(Description of the task): Rewrite every line of the data below as a numbered list, omitting any blank lines.

Pointing records for named objects:
○ ○ ○ ○ ○

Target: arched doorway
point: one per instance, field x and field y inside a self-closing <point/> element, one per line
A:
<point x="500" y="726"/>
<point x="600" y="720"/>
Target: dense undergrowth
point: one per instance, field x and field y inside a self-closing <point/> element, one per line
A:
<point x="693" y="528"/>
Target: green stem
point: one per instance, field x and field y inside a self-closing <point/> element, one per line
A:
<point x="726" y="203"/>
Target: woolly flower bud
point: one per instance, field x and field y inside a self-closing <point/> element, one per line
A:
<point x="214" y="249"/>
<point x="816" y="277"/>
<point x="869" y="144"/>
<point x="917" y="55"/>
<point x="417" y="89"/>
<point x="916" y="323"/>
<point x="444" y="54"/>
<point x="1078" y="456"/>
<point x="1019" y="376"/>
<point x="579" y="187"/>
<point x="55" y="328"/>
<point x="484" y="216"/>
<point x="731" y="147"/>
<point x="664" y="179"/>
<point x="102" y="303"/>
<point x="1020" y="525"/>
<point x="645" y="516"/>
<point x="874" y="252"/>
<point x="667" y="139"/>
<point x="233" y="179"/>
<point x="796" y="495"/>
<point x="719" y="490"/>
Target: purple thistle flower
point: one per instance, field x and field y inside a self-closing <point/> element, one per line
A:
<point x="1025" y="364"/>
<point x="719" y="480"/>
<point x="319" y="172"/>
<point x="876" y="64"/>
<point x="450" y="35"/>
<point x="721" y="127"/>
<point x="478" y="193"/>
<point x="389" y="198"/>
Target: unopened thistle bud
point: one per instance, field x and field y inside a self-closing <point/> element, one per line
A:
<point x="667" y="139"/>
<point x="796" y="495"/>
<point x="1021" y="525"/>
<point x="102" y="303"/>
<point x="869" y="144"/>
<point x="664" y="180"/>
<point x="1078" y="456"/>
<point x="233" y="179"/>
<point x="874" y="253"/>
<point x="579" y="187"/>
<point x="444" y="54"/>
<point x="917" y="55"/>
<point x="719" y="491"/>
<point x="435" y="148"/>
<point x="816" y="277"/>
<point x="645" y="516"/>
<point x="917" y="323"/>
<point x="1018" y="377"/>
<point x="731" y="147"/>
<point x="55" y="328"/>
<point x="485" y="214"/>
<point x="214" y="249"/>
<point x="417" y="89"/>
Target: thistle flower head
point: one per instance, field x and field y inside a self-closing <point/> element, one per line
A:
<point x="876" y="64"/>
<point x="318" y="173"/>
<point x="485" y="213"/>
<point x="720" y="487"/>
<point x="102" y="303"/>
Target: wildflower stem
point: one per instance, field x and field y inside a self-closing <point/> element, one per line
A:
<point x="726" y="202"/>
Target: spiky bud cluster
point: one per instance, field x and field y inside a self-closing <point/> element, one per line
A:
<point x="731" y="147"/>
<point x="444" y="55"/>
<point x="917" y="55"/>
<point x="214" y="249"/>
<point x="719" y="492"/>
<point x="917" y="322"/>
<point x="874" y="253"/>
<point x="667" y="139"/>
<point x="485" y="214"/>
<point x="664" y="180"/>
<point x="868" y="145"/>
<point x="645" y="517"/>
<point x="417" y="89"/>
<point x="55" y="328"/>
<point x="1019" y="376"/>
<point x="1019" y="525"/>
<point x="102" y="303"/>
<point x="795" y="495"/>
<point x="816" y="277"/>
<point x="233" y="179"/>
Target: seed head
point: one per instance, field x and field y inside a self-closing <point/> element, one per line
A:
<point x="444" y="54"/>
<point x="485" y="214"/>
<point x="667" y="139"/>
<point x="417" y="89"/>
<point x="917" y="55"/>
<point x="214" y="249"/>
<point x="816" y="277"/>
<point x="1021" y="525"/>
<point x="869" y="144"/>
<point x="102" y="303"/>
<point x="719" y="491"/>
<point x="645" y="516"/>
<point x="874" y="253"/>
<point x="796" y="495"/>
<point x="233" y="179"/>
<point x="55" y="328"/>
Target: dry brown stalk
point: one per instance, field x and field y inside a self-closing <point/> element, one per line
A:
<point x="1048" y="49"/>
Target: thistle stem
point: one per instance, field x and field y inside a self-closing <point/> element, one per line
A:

○ ○ ○ ○ ○

(Response to the exercise):
1. Target: arched doorway
2. point: one per instance, field x and field y inside a self-closing <point/> element, one per line
3. A:
4. <point x="500" y="726"/>
5. <point x="600" y="720"/>
6. Target: dense undergrowth
7. point: one per instance, field x and field y inside a self-closing <point/> element, one per line
8. A:
9. <point x="693" y="528"/>
10. Target: green stem
11. point: one per instance, field x and field y inside a self-closing <point/> element, one per line
12. A:
13. <point x="726" y="203"/>
14. Target: woolly flower bud
15. point: one per instance, field x and field y inside a self-closing <point/> element, one per line
16. A:
17. <point x="214" y="249"/>
18. <point x="816" y="277"/>
19. <point x="869" y="144"/>
20. <point x="917" y="55"/>
21. <point x="417" y="89"/>
22. <point x="916" y="323"/>
23. <point x="444" y="54"/>
24. <point x="1078" y="456"/>
25. <point x="1019" y="376"/>
26. <point x="579" y="187"/>
27. <point x="55" y="328"/>
28. <point x="484" y="216"/>
29. <point x="731" y="147"/>
30. <point x="664" y="179"/>
31. <point x="102" y="303"/>
32. <point x="1020" y="525"/>
33. <point x="645" y="516"/>
34. <point x="874" y="252"/>
35. <point x="667" y="139"/>
36. <point x="233" y="179"/>
37. <point x="796" y="495"/>
38. <point x="719" y="490"/>
39. Target: purple thistle flower
40. point: one per instance, field x and field y inside a self-closing <point/> element, one per line
41. A:
42. <point x="1025" y="364"/>
43. <point x="719" y="480"/>
44. <point x="319" y="172"/>
45. <point x="876" y="64"/>
46. <point x="450" y="35"/>
47. <point x="721" y="127"/>
48. <point x="478" y="193"/>
49. <point x="389" y="198"/>
50. Target: unopened thistle bud
51. point: one per instance, field x and field y inside a self-closing <point/> element, one per line
52. A:
53. <point x="667" y="139"/>
54. <point x="796" y="495"/>
55. <point x="1021" y="525"/>
56. <point x="102" y="303"/>
57. <point x="869" y="144"/>
58. <point x="664" y="180"/>
59. <point x="1078" y="456"/>
60. <point x="233" y="179"/>
61. <point x="874" y="253"/>
62. <point x="579" y="187"/>
63. <point x="444" y="54"/>
64. <point x="917" y="55"/>
65. <point x="719" y="491"/>
66. <point x="435" y="148"/>
67. <point x="816" y="277"/>
68. <point x="645" y="516"/>
69. <point x="917" y="323"/>
70. <point x="1018" y="377"/>
71. <point x="731" y="147"/>
72. <point x="55" y="328"/>
73. <point x="485" y="214"/>
74. <point x="214" y="249"/>
75. <point x="417" y="89"/>
76. Target: thistle flower head
77. point: one per instance, field x and field y inside a self-closing <point/> element, one per line
78. A:
79. <point x="876" y="64"/>
80. <point x="318" y="173"/>
81. <point x="485" y="213"/>
82. <point x="720" y="487"/>
83. <point x="102" y="303"/>
84. Target: wildflower stem
85. point: one per instance, field x and field y inside a self-closing <point/> element, one per line
86. A:
87. <point x="726" y="202"/>
88. Target: spiky bud cluster
89. point: one per instance, field x and field y inside a self-closing <point/> element, one per line
90. A:
91. <point x="731" y="147"/>
92. <point x="444" y="55"/>
93. <point x="917" y="55"/>
94. <point x="214" y="249"/>
95. <point x="719" y="492"/>
96. <point x="917" y="322"/>
97. <point x="874" y="253"/>
98. <point x="667" y="139"/>
99. <point x="485" y="214"/>
100. <point x="664" y="180"/>
101. <point x="868" y="145"/>
102. <point x="645" y="517"/>
103. <point x="417" y="89"/>
104. <point x="55" y="328"/>
105. <point x="1019" y="376"/>
106. <point x="1019" y="525"/>
107. <point x="102" y="303"/>
108. <point x="795" y="495"/>
109. <point x="816" y="277"/>
110. <point x="233" y="179"/>
111. Target: seed head
112. point: one per instance, field x and field y inside a self-closing <point/> element, one per line
113. A:
114. <point x="444" y="54"/>
115. <point x="485" y="214"/>
116. <point x="667" y="139"/>
117. <point x="417" y="89"/>
118. <point x="917" y="55"/>
119. <point x="214" y="249"/>
120. <point x="816" y="277"/>
121. <point x="1021" y="525"/>
122. <point x="869" y="144"/>
123. <point x="102" y="303"/>
124. <point x="719" y="491"/>
125. <point x="645" y="516"/>
126. <point x="874" y="253"/>
127. <point x="796" y="495"/>
128. <point x="233" y="179"/>
129. <point x="55" y="328"/>
130. Target: dry brown stalk
131. point: one per instance, field x and field y inside a self-closing <point/> element, one per line
132. A:
133. <point x="1048" y="49"/>
134. Target: thistle stem
135. point: one per instance, field x and field y inside a self-closing <point/> element, one per line
136. A:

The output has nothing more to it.